-- Recorded data --
*-*-*
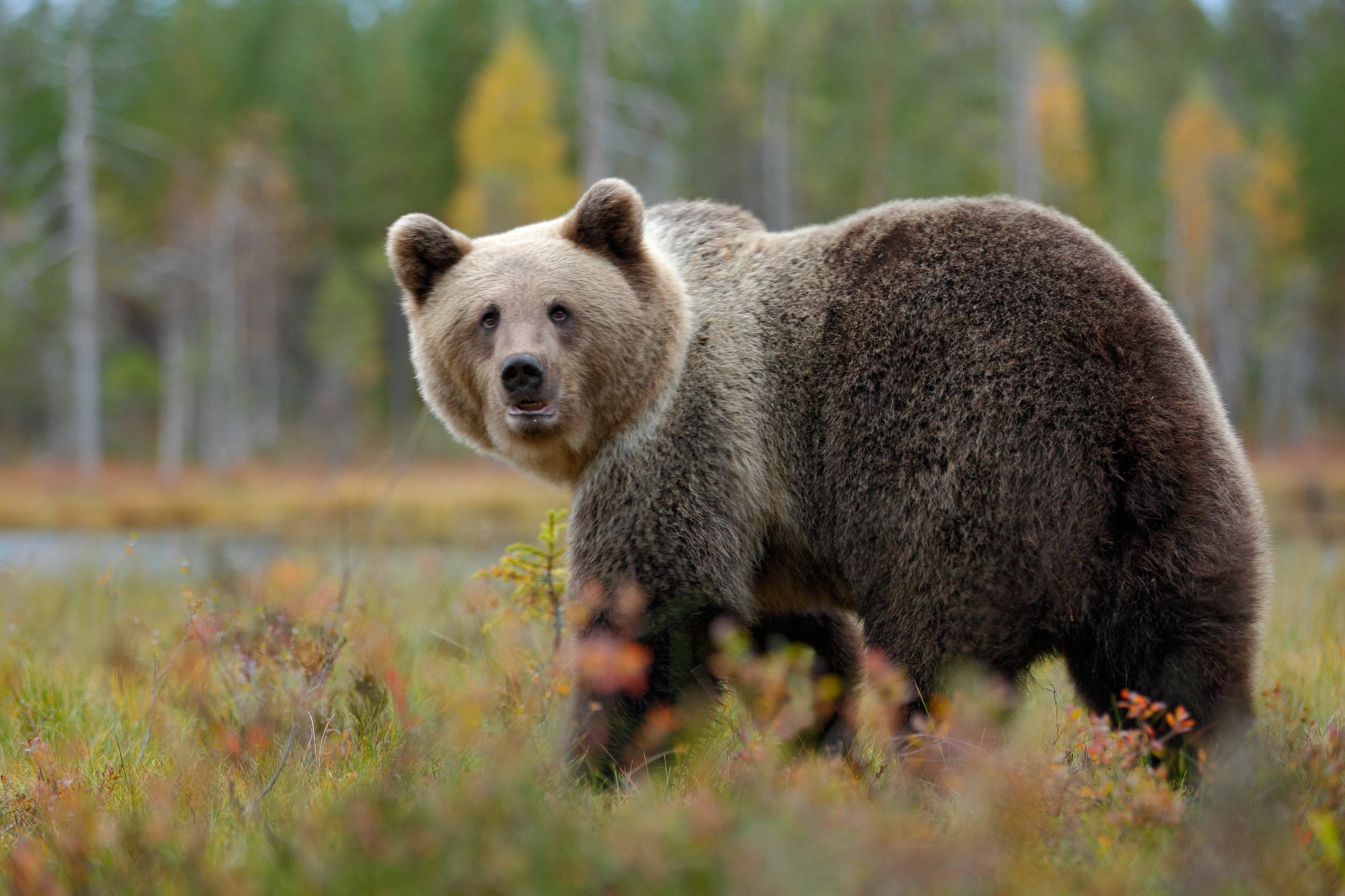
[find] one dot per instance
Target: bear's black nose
(522, 373)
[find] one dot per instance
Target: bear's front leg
(637, 681)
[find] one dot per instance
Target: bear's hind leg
(1204, 667)
(839, 647)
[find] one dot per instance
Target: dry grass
(295, 730)
(469, 502)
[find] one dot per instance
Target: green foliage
(301, 735)
(345, 332)
(470, 109)
(537, 575)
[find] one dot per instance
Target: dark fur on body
(967, 422)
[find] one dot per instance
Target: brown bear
(966, 422)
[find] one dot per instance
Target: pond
(205, 554)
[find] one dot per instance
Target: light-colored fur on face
(618, 348)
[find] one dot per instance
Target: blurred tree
(512, 149)
(1203, 159)
(1057, 108)
(77, 156)
(345, 115)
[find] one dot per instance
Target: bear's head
(540, 344)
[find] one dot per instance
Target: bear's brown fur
(967, 422)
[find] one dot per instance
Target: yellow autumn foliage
(1273, 195)
(1057, 108)
(1199, 142)
(512, 151)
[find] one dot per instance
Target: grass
(301, 728)
(467, 503)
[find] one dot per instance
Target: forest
(194, 192)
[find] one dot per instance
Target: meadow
(360, 717)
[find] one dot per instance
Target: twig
(154, 696)
(450, 641)
(284, 760)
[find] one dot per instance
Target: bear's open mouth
(532, 409)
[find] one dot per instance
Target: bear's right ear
(420, 249)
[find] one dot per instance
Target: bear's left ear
(420, 249)
(608, 218)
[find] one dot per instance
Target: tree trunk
(775, 149)
(877, 107)
(82, 234)
(1020, 163)
(175, 391)
(225, 439)
(595, 105)
(267, 285)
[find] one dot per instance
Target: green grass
(400, 734)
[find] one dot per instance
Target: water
(214, 554)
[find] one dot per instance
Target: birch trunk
(877, 113)
(595, 102)
(225, 425)
(175, 396)
(1020, 163)
(82, 234)
(775, 149)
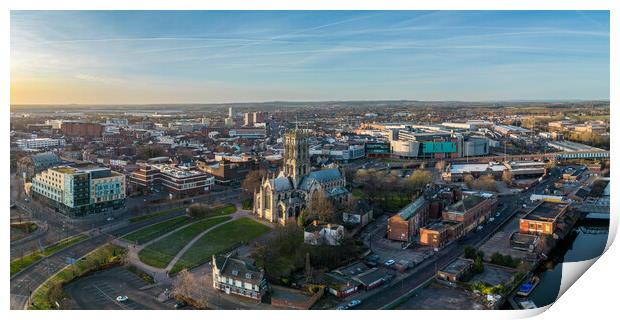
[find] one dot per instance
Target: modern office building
(80, 191)
(39, 143)
(177, 181)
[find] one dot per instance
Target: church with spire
(280, 199)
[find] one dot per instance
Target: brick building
(406, 224)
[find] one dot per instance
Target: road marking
(113, 300)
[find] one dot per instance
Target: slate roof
(281, 183)
(321, 176)
(238, 269)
*-*-*
-- Assignment --
Repeat the listing above word for word and leave its images out.

-- Exercise solution --
[find] one dot per instance
Target: bear's black nose
(522, 373)
[find] one dot per instance
Target: bear's front leg
(637, 681)
[find] one dot per instance
Target: bear's hind leg
(1204, 667)
(839, 647)
[find] one dot per instance
Target: dry grass
(295, 730)
(469, 502)
[find] one dot per instance
Target: green foliage
(301, 735)
(345, 332)
(470, 109)
(537, 575)
[find] one dot per instance
Target: dark fur on body
(967, 422)
[find] one dot per instance
Target: brown bear
(966, 422)
[find] one dot per instance
Target: pond
(205, 554)
[find] one dot per instance
Target: light-colored fur on face
(618, 348)
[find] one dot per instance
Target: blurred tree
(512, 149)
(1203, 159)
(1057, 108)
(77, 156)
(345, 115)
[find] one dot per instance
Target: bear's head
(540, 344)
[find] one dot per instance
Target: bear's brown fur
(967, 422)
[find] one dot per instance
Target: yellow autumn foliage
(1273, 195)
(1057, 108)
(1199, 142)
(512, 151)
[find] one dot per instance
Target: grass
(301, 728)
(467, 503)
[find] one dot per instance
Target: forest
(194, 192)
[find] one dot per instance
Target: meadow
(360, 717)
[find] one dot per instance
Target: twig
(154, 696)
(450, 641)
(284, 760)
[find] one dot per instance
Target: bear's open mouth
(532, 409)
[find] one dot per instance
Target: bear's right ear
(420, 249)
[find] one dot per instance
Target: bear's left ear
(420, 249)
(608, 218)
[find] one dot per instance
Target: tree trunk
(775, 149)
(877, 107)
(82, 234)
(1020, 163)
(175, 391)
(225, 439)
(595, 105)
(267, 285)
[find] one dot per instance
Target: green grass
(400, 734)
[find] one dot per instance
Target: water
(214, 554)
[find] one dot per instance
Target: birch trunk
(877, 113)
(595, 102)
(225, 425)
(175, 396)
(1020, 163)
(82, 234)
(775, 149)
[find] one dot per instance
Target: modern office building
(80, 191)
(39, 143)
(177, 181)
[find] one dot per instance
Target: church with spire
(280, 199)
[find] one dot per instance
Target: brick building
(406, 224)
[find] one dot per instance
Target: road marking
(113, 300)
[find] one dot per instance
Target: slate roof
(281, 183)
(321, 176)
(238, 269)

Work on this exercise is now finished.